RECORD SET Block Start

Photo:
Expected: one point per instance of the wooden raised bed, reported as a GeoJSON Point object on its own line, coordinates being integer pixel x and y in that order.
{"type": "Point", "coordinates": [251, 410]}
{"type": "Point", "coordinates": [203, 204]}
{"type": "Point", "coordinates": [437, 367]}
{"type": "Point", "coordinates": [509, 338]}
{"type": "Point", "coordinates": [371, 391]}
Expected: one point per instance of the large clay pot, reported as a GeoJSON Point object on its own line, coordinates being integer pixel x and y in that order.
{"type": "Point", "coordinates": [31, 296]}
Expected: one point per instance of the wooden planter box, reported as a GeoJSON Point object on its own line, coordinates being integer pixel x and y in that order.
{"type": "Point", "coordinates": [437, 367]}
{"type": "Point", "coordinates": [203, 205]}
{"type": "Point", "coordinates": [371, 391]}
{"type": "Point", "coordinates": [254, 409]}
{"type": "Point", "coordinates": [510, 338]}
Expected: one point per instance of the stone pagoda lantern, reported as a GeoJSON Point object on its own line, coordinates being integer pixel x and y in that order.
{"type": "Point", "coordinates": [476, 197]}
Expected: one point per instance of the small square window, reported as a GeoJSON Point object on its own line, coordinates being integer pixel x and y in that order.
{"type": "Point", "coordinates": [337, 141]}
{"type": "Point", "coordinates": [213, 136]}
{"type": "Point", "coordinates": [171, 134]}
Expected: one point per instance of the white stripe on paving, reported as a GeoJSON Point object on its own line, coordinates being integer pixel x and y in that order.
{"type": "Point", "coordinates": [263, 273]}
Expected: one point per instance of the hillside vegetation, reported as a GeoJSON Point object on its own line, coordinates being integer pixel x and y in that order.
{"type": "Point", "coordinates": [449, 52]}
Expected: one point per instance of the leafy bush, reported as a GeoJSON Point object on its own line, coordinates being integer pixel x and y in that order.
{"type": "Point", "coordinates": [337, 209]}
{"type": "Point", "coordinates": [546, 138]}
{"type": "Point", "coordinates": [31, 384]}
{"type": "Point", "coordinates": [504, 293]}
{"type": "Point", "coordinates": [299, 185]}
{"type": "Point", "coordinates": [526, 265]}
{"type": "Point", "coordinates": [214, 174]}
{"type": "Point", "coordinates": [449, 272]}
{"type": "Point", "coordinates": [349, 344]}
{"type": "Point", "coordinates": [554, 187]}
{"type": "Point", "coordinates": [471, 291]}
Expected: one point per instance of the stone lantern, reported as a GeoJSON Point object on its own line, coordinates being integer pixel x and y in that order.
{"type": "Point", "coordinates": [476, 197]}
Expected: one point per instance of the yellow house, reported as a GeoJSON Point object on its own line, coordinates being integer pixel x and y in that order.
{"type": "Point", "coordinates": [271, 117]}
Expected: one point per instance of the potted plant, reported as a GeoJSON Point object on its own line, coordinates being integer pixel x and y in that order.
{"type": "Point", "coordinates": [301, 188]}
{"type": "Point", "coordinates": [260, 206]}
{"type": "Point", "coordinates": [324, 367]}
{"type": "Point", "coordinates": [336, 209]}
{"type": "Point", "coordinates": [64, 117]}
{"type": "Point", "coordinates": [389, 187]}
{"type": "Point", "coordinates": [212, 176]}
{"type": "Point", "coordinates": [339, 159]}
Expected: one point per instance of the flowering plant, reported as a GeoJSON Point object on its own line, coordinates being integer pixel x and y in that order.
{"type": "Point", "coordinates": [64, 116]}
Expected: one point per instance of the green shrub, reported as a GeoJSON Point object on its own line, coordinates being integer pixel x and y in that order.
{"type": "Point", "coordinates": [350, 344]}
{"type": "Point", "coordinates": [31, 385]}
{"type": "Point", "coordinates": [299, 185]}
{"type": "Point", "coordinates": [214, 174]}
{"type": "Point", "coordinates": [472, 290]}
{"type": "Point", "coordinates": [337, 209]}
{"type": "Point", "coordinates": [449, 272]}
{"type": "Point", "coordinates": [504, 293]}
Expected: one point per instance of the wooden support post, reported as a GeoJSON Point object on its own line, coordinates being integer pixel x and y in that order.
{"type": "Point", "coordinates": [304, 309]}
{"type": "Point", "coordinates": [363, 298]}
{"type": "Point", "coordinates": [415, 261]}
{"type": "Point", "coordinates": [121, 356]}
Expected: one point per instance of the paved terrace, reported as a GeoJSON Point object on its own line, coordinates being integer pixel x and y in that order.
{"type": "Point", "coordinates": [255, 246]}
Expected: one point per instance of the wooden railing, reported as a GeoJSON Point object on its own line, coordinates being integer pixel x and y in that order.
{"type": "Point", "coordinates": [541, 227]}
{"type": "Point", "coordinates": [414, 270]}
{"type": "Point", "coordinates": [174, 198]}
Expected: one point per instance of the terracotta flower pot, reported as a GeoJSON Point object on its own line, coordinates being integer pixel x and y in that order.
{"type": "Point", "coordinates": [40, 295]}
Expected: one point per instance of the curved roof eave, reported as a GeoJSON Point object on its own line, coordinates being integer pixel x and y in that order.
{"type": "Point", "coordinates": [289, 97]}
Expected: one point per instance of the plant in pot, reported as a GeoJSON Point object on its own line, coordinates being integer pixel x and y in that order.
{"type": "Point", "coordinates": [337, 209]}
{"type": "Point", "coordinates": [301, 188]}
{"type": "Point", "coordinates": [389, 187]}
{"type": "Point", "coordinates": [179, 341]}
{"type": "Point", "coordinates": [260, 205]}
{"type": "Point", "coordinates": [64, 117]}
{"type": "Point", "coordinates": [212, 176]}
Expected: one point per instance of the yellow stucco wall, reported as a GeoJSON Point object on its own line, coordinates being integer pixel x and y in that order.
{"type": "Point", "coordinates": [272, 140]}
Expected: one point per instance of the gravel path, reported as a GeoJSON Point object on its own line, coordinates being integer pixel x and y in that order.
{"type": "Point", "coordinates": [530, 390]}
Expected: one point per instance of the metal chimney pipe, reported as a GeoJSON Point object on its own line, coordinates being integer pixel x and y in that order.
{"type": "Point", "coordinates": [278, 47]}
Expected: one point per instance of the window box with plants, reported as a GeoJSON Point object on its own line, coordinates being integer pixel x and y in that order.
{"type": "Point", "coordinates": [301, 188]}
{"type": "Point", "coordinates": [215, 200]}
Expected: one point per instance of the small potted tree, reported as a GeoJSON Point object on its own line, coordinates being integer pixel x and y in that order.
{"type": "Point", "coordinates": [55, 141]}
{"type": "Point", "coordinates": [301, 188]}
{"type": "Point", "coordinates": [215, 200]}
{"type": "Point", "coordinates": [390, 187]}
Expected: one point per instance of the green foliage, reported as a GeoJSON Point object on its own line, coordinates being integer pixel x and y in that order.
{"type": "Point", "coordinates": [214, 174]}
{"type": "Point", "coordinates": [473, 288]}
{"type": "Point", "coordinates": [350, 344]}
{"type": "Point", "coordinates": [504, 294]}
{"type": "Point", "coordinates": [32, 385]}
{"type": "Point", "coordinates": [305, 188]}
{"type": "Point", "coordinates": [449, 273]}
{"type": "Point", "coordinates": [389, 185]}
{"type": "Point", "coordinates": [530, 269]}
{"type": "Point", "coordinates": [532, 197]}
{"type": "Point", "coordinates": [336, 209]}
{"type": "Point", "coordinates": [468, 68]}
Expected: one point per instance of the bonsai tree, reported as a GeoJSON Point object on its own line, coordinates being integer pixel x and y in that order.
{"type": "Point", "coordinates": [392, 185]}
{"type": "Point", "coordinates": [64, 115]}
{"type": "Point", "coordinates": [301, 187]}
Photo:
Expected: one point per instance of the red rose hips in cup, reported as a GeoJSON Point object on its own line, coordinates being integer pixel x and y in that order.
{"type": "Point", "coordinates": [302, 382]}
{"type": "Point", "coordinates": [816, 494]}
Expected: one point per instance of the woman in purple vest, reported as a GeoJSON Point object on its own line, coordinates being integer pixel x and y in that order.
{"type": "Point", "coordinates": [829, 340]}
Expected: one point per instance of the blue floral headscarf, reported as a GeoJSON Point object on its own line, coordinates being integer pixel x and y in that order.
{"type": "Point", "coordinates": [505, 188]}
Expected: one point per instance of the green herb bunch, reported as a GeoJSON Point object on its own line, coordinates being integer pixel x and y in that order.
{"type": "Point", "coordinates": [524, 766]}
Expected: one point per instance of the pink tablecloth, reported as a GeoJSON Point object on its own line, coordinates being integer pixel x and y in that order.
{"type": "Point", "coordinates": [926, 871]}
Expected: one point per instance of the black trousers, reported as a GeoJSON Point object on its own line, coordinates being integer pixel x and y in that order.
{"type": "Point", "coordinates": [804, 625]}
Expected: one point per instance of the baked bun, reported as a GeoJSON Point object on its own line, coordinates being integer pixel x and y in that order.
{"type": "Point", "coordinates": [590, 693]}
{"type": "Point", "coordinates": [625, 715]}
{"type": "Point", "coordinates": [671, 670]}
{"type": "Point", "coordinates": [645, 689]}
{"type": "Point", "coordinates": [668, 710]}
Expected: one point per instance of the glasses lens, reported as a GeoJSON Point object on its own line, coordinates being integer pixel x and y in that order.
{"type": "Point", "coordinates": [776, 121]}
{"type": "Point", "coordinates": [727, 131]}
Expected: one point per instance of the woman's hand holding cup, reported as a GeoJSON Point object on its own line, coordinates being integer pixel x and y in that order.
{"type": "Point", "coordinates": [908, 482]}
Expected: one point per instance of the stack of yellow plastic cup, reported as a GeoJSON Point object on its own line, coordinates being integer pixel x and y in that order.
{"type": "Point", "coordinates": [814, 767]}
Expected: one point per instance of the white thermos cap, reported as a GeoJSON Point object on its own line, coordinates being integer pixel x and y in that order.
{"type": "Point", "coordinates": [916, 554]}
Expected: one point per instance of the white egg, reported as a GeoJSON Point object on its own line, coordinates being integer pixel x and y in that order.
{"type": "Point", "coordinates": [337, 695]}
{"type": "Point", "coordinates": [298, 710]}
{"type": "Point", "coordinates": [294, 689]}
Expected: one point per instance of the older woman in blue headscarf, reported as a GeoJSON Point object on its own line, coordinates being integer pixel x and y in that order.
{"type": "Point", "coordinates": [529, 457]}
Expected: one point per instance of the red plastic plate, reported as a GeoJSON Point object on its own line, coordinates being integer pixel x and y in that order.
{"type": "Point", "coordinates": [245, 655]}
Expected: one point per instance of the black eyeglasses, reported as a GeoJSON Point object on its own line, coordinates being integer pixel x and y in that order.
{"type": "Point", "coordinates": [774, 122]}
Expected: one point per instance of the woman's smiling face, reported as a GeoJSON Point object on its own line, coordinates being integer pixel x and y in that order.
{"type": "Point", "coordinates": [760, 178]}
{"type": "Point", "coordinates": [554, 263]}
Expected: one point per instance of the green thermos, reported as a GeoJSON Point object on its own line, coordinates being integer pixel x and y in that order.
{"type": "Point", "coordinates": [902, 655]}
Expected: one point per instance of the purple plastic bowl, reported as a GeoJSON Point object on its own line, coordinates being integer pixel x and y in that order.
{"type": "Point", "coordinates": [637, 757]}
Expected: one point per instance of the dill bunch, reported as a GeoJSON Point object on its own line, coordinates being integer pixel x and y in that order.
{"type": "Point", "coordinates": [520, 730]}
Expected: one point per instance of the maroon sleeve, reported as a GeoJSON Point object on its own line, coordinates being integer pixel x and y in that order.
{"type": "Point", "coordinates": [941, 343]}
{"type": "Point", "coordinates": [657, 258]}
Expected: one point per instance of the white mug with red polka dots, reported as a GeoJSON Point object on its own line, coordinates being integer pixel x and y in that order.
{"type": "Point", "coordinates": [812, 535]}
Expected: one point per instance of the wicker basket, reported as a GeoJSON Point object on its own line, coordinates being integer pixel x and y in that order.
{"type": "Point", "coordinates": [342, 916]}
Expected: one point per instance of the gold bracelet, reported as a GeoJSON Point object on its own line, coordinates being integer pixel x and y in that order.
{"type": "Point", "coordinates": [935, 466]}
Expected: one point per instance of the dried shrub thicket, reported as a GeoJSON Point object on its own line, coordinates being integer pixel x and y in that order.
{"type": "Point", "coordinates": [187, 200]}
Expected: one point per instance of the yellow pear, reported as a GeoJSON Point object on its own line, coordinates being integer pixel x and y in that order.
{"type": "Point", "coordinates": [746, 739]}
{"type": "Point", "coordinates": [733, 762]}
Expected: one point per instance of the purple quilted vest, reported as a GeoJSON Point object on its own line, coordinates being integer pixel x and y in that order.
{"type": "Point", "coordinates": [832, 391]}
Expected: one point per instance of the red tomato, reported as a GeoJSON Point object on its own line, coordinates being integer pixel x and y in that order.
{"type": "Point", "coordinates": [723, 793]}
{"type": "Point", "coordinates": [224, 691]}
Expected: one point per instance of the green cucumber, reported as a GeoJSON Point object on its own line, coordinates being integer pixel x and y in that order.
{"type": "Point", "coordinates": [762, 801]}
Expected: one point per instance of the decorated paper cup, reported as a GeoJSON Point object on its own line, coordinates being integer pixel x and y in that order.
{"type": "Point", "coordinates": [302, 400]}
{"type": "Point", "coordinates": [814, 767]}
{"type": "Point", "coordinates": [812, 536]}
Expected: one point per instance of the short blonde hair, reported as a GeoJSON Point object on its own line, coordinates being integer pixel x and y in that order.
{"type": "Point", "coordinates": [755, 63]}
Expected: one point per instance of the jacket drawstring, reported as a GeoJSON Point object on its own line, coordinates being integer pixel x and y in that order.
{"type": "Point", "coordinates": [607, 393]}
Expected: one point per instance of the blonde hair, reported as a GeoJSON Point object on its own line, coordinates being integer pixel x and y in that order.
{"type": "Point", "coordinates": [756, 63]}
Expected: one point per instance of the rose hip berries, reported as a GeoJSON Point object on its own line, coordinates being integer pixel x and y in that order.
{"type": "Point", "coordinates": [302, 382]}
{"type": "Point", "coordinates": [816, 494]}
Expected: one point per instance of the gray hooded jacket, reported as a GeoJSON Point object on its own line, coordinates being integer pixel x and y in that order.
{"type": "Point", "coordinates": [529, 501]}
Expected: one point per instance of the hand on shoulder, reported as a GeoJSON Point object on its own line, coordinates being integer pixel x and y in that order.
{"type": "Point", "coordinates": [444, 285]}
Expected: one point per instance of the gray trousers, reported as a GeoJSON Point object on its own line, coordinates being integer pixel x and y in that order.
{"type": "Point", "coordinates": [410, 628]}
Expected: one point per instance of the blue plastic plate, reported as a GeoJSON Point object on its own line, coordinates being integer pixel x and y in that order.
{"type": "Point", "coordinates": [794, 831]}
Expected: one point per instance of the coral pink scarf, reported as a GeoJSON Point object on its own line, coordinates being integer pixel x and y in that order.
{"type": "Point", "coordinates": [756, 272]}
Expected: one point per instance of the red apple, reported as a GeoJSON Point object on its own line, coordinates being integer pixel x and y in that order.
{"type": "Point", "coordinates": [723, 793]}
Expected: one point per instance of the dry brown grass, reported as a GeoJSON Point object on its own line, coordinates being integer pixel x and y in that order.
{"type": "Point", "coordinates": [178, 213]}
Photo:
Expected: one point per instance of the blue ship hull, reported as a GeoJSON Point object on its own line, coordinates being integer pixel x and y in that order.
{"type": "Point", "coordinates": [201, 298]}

RECORD SET Block End

» WHAT IS REQUIRED: Beginning with the line that holds "Expected: one point per instance of the blonde" and ending with the last line of the data, copy each line exactly and add nothing.

» FINISHED EXERCISE:
Expected: one point per instance of the blonde hair, reported as a GeoJSON Point object on its own line, coordinates being integer pixel x and y in that order.
{"type": "Point", "coordinates": [756, 63]}
Expected: one point per instance of the rose hip berries, reported as a GeoJSON Point object on its own line, coordinates being integer pixel x and y in that order.
{"type": "Point", "coordinates": [302, 382]}
{"type": "Point", "coordinates": [816, 494]}
Expected: one point per instance of the gray hooded jacket, reported as a GeoJSON Point object on its own line, coordinates being integer pixel x and y in that order.
{"type": "Point", "coordinates": [529, 501]}
Expected: one point per instance of the hand on shoulder, reported as a GeoJSON Point object on its own line, coordinates being integer pixel x and y in that order.
{"type": "Point", "coordinates": [444, 285]}
Expected: one point per instance of the gray trousers, reported as a GeoJSON Point object on its own line, coordinates being integer pixel x and y in that order.
{"type": "Point", "coordinates": [410, 628]}
Expected: one point per instance of the blue plastic plate, reported as a GeoJSON Point object on its own line, coordinates being integer pixel x and y in that order.
{"type": "Point", "coordinates": [794, 831]}
Expected: one point per instance of the coral pink scarf, reported as a GeoJSON Point object on its own line, coordinates being integer pixel x and y in that order.
{"type": "Point", "coordinates": [756, 272]}
Expected: one point per instance of the red apple, reported as a GeoJSON Point object on its own line, coordinates being integer pixel x and y in that order.
{"type": "Point", "coordinates": [723, 793]}
Expected: one point per instance of the dry brown grass, reported as a GeoJSON Point object on its own line, coordinates being integer pixel x and y in that order.
{"type": "Point", "coordinates": [178, 213]}
Photo:
Expected: one point per instance of the blue ship hull, reported as a GeoJSON Point object on its own line, coordinates being integer pixel x and y in that order.
{"type": "Point", "coordinates": [201, 298]}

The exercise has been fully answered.